═════ Text block

Refinance Investment Properties
There are many reasons why you would want to refinance investment properties. The reasons to cash out and refinance rental properties can only benefit you. Generally speaking, refinancing investment properties can give you the opportunity to lower your monthly mortgage payment. Additionally, a refinance of your investment property can increase your monthly rental income. By the same token, if you have equity in your rental property, you can cash out and purchase other investment properties. If you refinance investment properties that you own, you can take advantage of lower interest rates.
Rules regarding refinance of Non-Owner Occupied Properties
The best advantage to refinancing investment property is if there is equity. Equity is the net amount after any loans or encumbrances against the property are paid off. Currently, lenders will typically loan up to 75% of the value of the property. Some lenders may go up to 80% but expect a higher interest rate. Fannie Mae’s max loan to value is 75%.
Current Rules Regarding Cash Out Refinance
1) For 1-unit single family residences, the maximum loan to value is 75%.
2) For 2-4 unit properties, the maximum loan to value is 70%.
3) Must be owned for more than six months.
4) The property cannot be listed on the market for sale.

══════════
═════ Data excerpts

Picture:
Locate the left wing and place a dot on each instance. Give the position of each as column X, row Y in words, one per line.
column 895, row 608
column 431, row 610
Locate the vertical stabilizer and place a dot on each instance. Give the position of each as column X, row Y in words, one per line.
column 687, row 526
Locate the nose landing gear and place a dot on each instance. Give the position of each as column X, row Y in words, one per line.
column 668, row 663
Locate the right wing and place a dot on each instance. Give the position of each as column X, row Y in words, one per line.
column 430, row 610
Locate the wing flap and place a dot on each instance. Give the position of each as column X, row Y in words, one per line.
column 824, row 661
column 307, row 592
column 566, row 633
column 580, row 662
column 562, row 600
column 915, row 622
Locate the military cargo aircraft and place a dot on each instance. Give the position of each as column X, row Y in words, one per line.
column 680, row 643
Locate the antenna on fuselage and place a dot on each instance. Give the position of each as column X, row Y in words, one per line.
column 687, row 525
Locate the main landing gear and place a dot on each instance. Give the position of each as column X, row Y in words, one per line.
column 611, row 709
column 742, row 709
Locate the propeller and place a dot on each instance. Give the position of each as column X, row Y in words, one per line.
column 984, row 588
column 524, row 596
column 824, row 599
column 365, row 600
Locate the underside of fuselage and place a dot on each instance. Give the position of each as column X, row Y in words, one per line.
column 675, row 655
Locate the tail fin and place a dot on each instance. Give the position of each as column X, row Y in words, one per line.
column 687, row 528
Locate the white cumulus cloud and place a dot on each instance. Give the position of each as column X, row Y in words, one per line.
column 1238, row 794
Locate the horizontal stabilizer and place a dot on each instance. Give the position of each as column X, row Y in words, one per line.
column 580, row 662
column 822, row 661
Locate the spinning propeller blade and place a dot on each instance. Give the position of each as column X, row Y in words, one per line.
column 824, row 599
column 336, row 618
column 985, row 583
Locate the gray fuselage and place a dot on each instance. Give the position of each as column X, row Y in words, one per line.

══════════

- Task requirements
• a. Do these statements agree with the refinancing text? Answer yes or no for each, and quote the deciding words.
(i) For 2-4 unit properties, the maximum loan to value on a cash out refinance is 75%.
(ii) Some lenders may lend up to 80% of a property's value.
(iii) A property must be owned for more than a year to qualify for a cash out refinance.
• b. Which benefits of refinancing investment properties does the refinancing text name in its opening paragraph? List every one.
None of the rows are needed for this work.

- Outputs by task
• a.
(i) No: "For 2-4 unit properties, the maximum loan to value is 70%."
(ii) Yes: "Some lenders may go up to 80% but expect a higher interest rate."
(iii) No: "Must be owned for more than six months."

• b.
- Lowering your monthly mortgage payment
- Increasing your monthly rental income
- Cashing out equity to purchase other investment properties
- Taking advantage of lower interest rates